• [Information shown]
════

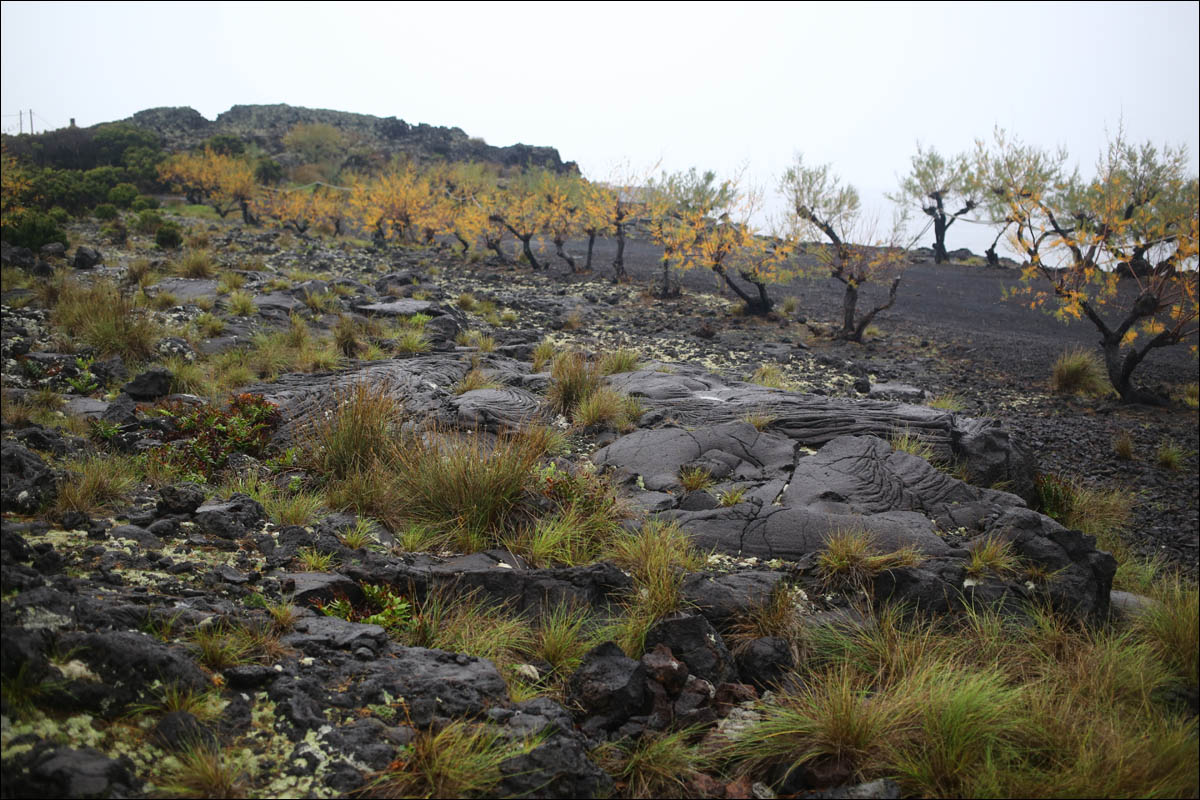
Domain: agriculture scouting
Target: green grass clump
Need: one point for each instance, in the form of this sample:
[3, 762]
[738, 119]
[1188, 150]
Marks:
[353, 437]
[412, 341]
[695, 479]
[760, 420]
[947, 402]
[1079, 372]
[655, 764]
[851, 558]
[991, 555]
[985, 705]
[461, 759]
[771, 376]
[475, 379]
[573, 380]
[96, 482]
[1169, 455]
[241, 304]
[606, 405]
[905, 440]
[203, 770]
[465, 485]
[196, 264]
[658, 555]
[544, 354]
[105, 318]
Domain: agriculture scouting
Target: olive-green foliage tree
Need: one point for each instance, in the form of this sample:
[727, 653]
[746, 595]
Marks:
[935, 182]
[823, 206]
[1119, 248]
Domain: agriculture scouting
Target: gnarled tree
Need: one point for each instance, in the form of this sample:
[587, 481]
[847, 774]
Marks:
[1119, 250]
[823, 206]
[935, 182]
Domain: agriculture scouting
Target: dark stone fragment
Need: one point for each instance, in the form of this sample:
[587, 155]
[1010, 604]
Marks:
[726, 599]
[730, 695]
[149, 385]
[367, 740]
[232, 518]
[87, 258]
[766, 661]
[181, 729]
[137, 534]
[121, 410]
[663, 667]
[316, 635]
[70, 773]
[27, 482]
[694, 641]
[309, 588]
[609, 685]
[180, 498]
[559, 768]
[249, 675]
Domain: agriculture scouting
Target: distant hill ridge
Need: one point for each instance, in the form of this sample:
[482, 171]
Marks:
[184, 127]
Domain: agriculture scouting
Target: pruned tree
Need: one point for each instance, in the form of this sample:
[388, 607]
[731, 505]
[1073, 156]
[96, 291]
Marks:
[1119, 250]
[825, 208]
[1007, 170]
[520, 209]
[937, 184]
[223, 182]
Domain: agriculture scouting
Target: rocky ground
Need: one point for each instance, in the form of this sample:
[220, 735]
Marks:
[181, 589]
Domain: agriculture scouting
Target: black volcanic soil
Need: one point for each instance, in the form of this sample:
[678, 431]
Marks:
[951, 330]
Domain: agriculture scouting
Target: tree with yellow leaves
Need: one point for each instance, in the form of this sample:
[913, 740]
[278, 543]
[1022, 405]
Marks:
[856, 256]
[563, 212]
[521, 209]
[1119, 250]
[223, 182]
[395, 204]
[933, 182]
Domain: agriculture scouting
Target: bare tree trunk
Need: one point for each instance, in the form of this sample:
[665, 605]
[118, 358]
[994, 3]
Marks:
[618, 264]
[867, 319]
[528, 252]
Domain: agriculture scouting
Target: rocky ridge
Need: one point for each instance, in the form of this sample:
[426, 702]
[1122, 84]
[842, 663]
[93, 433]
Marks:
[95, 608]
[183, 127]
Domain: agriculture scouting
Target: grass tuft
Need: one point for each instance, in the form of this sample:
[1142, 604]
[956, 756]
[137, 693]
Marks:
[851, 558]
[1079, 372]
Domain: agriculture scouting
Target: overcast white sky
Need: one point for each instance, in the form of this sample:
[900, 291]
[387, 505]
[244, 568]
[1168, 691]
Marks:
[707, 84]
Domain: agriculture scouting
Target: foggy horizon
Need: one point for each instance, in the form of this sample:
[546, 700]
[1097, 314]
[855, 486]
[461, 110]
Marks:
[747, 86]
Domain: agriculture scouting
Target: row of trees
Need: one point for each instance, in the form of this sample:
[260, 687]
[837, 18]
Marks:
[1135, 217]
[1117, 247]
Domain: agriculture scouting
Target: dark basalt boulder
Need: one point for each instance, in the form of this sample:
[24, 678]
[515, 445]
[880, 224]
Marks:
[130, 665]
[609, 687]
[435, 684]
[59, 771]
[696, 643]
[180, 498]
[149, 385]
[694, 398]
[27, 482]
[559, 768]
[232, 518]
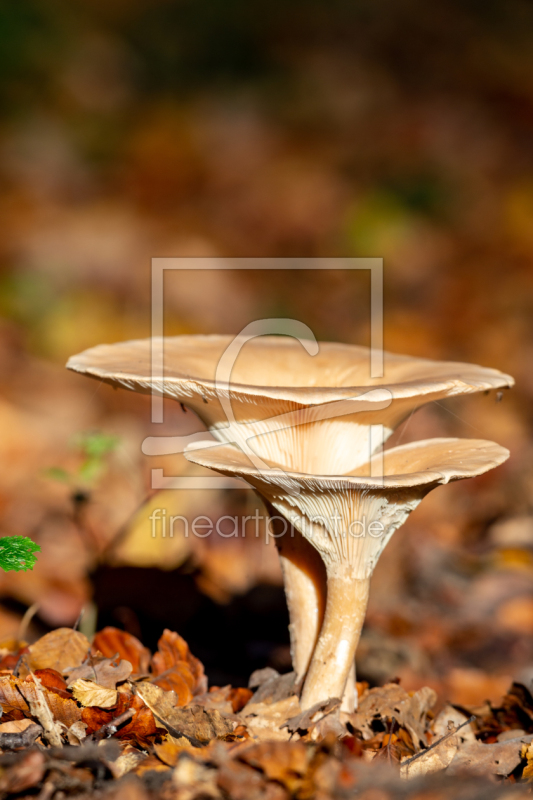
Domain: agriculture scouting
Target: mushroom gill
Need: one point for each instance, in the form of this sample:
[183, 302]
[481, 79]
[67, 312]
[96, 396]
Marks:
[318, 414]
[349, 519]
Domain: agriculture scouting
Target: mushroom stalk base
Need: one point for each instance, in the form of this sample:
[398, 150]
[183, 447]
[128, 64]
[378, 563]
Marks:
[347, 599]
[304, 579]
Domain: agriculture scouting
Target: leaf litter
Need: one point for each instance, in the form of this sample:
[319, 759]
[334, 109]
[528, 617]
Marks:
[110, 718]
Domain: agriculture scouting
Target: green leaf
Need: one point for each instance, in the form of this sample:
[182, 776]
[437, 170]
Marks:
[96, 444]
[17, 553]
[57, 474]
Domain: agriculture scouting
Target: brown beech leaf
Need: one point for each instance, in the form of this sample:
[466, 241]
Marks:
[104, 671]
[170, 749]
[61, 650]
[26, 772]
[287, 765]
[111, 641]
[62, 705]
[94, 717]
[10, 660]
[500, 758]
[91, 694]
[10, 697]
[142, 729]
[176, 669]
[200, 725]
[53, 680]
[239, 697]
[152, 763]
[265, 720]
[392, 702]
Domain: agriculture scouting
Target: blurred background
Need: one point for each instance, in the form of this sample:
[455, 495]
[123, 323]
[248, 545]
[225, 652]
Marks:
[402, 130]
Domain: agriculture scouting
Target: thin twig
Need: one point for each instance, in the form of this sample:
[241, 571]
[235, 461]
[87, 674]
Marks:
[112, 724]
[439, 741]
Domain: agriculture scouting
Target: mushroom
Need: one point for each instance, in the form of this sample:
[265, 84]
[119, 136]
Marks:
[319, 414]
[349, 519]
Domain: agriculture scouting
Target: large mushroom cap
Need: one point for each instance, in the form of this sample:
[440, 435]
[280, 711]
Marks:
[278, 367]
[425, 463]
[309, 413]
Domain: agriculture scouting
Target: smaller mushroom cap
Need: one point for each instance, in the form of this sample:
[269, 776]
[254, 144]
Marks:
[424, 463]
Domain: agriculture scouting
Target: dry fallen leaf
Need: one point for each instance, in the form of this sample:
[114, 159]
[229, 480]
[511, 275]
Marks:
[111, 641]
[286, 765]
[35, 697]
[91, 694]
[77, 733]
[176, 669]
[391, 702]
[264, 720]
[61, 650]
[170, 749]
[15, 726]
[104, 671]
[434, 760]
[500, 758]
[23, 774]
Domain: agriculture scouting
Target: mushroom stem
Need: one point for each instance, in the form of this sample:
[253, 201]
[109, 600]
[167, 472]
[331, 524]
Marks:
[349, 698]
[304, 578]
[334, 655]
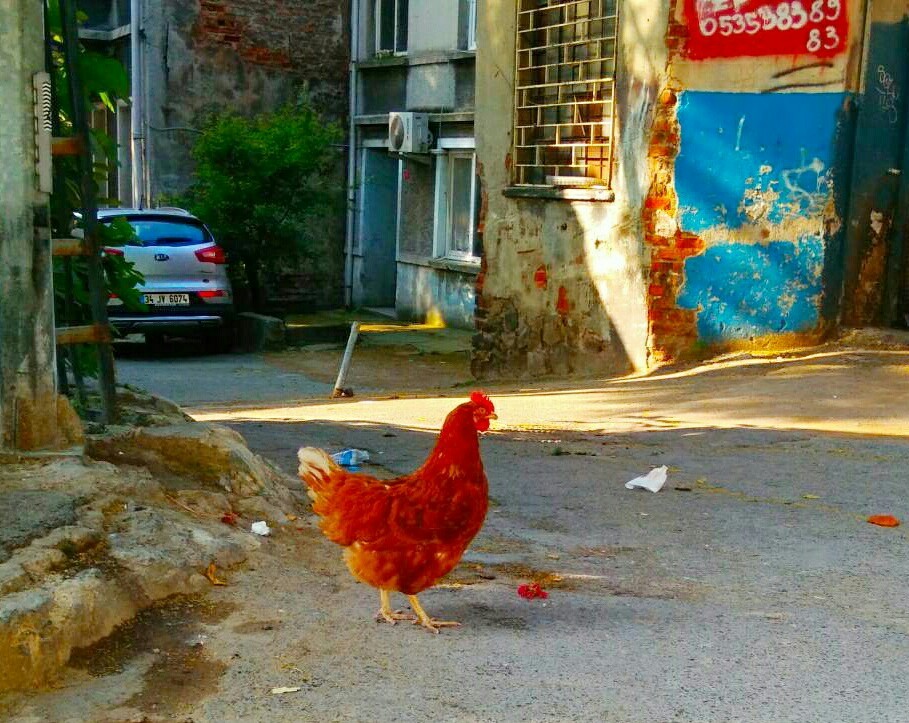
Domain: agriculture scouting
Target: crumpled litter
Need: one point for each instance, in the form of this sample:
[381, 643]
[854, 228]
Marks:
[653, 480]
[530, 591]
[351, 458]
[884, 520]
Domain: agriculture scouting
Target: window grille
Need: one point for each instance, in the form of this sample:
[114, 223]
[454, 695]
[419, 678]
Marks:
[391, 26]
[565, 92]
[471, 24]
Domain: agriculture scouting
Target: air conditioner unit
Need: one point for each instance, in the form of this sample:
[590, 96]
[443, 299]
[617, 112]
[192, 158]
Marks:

════

Locate the word "mushroom" in the records and collect each line it appears in.

• [Result]
Target: mushroom gill
Target: mushroom stalk base
Target: mushroom
Target: large mushroom cap
Target: smaller mushroom cap
Target: mushroom stem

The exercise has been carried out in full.